───── GIVEN RECORDS
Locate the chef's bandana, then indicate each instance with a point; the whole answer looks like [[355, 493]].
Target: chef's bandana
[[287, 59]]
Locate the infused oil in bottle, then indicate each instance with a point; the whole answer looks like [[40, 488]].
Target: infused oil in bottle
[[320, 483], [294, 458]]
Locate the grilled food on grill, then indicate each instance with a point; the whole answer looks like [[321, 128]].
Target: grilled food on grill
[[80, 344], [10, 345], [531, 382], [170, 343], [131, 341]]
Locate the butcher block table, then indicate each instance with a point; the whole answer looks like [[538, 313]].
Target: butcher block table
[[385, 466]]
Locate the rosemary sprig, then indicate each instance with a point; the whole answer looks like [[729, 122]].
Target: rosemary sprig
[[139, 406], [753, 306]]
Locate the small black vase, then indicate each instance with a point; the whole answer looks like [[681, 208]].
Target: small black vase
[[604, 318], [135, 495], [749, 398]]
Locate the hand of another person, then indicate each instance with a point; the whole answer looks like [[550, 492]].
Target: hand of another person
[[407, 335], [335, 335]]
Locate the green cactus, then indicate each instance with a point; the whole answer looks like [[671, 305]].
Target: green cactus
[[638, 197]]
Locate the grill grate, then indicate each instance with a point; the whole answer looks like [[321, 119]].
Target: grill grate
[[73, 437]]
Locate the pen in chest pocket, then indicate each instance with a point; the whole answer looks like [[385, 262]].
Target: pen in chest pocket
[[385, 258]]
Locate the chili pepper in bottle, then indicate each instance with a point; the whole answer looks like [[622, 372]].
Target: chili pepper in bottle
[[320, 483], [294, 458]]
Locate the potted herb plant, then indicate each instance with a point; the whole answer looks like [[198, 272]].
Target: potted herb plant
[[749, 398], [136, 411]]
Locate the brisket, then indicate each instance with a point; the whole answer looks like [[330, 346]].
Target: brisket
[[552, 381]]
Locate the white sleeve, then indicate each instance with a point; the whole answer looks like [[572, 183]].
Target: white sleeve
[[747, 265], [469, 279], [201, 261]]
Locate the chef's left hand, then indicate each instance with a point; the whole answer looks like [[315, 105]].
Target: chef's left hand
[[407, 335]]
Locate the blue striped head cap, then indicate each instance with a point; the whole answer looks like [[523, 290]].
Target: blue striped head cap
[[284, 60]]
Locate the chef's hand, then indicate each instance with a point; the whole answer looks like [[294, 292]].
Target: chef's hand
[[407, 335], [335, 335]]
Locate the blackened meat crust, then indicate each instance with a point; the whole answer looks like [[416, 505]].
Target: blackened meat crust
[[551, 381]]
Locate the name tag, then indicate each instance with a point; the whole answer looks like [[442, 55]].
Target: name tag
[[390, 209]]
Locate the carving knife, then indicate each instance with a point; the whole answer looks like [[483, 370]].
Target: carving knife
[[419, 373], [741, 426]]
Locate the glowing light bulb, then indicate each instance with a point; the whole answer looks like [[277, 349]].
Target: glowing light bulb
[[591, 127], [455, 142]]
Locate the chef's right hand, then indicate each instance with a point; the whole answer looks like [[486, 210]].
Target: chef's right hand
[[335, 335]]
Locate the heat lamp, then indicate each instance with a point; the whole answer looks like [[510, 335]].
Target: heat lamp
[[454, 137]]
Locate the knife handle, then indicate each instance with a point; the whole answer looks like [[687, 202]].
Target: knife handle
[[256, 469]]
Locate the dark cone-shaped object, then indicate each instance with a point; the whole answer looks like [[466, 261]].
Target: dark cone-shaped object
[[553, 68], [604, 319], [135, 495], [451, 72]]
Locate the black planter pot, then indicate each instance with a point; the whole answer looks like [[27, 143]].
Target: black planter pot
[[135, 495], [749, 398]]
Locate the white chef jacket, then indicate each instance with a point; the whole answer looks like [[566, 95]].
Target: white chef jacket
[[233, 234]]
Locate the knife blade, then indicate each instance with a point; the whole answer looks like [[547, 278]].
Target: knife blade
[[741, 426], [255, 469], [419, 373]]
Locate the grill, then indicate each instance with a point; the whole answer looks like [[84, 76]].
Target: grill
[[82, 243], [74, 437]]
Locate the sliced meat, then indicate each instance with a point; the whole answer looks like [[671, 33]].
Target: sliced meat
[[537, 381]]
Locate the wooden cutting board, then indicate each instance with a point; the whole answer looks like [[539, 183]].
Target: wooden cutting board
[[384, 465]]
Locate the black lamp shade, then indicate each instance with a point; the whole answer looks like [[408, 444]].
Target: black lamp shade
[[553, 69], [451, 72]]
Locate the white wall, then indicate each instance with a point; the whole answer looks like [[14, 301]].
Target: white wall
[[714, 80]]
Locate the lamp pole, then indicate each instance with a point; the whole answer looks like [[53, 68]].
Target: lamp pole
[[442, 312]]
──────────
▶ **TASK DETAILS**: Please copy out each entry exactly as it appears above.

▶ **RESPONSE AREA**:
Locate the chef's bandana, then indicate each instance with a point; the whole answer looks like [[355, 493]].
Target: chef's bandana
[[287, 59]]
Locate the infused oil in bottle, then indicate each instance with a point; the whole answer looks like [[40, 488]].
Target: infused oil in bottle
[[320, 483], [294, 458]]
Locate the grilled food on grill, then indicate each instance with a point; the whole answer looks like [[321, 128]].
Target: grilled food on grill
[[80, 344], [10, 345], [531, 382], [170, 343], [131, 341]]
Locate the butcher block table, then indicate each instance with a point; the whole answer looks like [[538, 313]].
Target: butcher block table
[[385, 466]]
Locate the rosemary sprig, then indicate each instance with a point; the whole answer looks like [[729, 122]].
Target: rosemary sprig
[[139, 406], [753, 306]]
Locate the small black vase, then indicate each instance with a point; the whole answer looks like [[681, 208]].
Target: small black vase
[[604, 318], [135, 495], [749, 398]]
Locate the hand of another person, then indicate each instance with a point; the whole answer looks like [[550, 492]].
Target: hand of another person
[[407, 335], [335, 335]]
Locate the green cactus, then indicate each instance with a point; the whole answer looks like [[671, 305]].
Target: green cactus
[[638, 197]]
Locate the grill grate, then indicate each instance with a point; the whole answer looks like [[321, 119]].
Target: grill grate
[[73, 437]]
Locate the pen in chest pocket, then indicate each instance with a point; the whole answer looks like [[385, 262]].
Target: pen in chest pocket
[[385, 258]]
Locate the chili pepper in bottle, then indicate each instance with a point; the whole answer looks like [[622, 372]].
Target: chili pepper in bottle
[[320, 483], [294, 458]]
Locate the potted herb plant, then indicate each instance with a point; the whole answer looks like [[198, 272]].
Target: potted herb plant
[[749, 398], [136, 411]]
Locate the brisket, then indicate each instance with a point; the whole answer looks like [[330, 346]].
Target: brisket
[[552, 381]]
Locate the white sleeve, then indicate each instance with a point; the whole answer looks like [[572, 183]].
Target: white sleeve
[[747, 265], [469, 279], [201, 261]]
Locate the chef's left hand, then indicate each instance with a point; the whole answer looks like [[315, 105]].
Target: chef's left hand
[[407, 335]]
Locate the blue striped head cap, then indicate each instance with a point; the whole answer looks like [[523, 290]].
Target: blue striped head cap
[[284, 60]]
Locate the chef's hand, then indicate each instance with a point; the whole answer looks like [[294, 292]].
Target: chef's hand
[[407, 335], [335, 335]]
Locate the blackened meat crust, then indicate each instance with a point; the whole answer looks like [[416, 505]].
Target: blackened meat crust
[[551, 381]]
Locate the name tag, then indicate each instance with a point; the whole answer looks like [[442, 55]].
Target: name tag
[[390, 209]]
Locate the carving knife, then indicate each instance with a point; the whole answer looks like [[483, 370]].
Target: carving knife
[[419, 373], [741, 426]]
Locate the glowing light bulb, then indicate each instance with a point; the whole answer looks like [[277, 349]].
Target: glowing light bulb
[[591, 127], [455, 142]]
Locate the chef's right hand, then indicate each instance with a point; the whole answer looks like [[486, 210]].
Target: chef's right hand
[[335, 335]]
Locate the heat lamp, then indicate each instance with a point; the whole answer looks like [[510, 335]].
Target: heat lamp
[[454, 137]]
Locate the knife handle, then indicate each instance with a point; the whole answer looks like [[687, 202]].
Target: knife handle
[[256, 469]]
Locate the dark cone-shaped object, then indicate each instance with a point; the whole answer looks like [[466, 261]].
Target: dark cone-shaped object
[[553, 68], [604, 319], [135, 495], [451, 72]]
Locate the black planter pot, then indicate each instance with a point; the whole answer looks like [[27, 143]].
Target: black planter pot
[[135, 495], [749, 398]]
Locate the white chef jacket, then indicate each instance with a point; the whole answer looks like [[566, 95]].
Target: white chef jacket
[[233, 234]]
Locate the knife blade, then indicate each instance with a point; the whole answer looks like [[547, 278]].
Target: knife blade
[[741, 426], [255, 469], [419, 373]]
Locate the grill, then indicate each instance with a point; the whole answer looks like [[84, 76]].
Target: grill
[[82, 243], [74, 437]]
Locate the sliced meat, then indicate each instance with a point; the whole answer looks like [[671, 33]].
Target: sliced meat
[[537, 381]]
Locate the wooden cutting board, then indicate each instance with a point; the whole answer looks like [[539, 183]].
Target: wooden cutting board
[[384, 465]]
Locate the black lamp shade, then indicate each instance with a point; the whole answer looks like [[408, 444]].
Target: black lamp shade
[[553, 69], [451, 72]]
Locate the white wall, then indicate each instance with a point; the whole answer looks like [[14, 301]].
Target: white wall
[[714, 80]]
Locate the lamp pole, then indicate each instance with a point; the whole answer looks like [[53, 68]].
Target: lamp pole
[[442, 312]]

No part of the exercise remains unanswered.